Requirement —
Return each line of the material below that contains the string "positive".

Stored data entries —
━━━━━━

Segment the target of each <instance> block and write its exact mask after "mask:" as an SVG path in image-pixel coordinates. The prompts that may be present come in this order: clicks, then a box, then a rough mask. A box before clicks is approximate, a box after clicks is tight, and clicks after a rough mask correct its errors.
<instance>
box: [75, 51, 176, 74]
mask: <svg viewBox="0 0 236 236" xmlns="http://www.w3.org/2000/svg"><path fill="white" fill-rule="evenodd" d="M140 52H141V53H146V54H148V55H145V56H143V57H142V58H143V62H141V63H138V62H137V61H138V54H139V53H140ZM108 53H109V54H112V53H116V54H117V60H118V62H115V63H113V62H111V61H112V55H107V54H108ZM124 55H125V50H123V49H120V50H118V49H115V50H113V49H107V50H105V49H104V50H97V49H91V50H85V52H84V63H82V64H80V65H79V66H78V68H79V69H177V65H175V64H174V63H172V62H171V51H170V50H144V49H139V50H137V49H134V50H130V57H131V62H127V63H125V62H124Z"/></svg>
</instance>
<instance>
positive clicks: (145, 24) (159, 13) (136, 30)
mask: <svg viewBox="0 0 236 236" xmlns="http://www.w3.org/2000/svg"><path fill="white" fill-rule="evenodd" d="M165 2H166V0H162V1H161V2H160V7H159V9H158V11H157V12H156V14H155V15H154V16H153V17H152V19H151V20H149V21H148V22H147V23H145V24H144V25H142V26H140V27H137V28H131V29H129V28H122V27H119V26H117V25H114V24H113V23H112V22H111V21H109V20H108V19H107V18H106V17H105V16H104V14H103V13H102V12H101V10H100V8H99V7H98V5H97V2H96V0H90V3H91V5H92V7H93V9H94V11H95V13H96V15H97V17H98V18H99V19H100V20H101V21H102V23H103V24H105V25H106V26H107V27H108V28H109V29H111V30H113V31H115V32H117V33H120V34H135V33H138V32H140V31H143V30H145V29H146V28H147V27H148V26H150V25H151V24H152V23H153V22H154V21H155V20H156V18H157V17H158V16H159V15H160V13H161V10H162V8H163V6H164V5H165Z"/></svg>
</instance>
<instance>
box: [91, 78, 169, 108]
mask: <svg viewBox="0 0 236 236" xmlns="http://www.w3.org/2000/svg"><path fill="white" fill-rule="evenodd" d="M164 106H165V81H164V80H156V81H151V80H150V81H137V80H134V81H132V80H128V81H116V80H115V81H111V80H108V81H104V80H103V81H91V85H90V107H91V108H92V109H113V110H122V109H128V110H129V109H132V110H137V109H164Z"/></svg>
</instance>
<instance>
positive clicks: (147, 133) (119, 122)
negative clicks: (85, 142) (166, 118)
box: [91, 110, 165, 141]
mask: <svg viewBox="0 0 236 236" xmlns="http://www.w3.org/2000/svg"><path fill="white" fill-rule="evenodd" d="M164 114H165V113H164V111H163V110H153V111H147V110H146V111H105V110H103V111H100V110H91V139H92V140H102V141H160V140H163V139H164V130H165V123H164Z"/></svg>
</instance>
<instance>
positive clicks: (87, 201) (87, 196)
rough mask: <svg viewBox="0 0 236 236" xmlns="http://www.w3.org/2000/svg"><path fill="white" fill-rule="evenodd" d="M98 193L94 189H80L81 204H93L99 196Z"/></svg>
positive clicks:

━━━━━━

Problem solution —
positive clicks: (145, 24) (159, 13) (136, 30)
positive clicks: (147, 133) (119, 122)
positive clicks: (87, 201) (87, 196)
positive clicks:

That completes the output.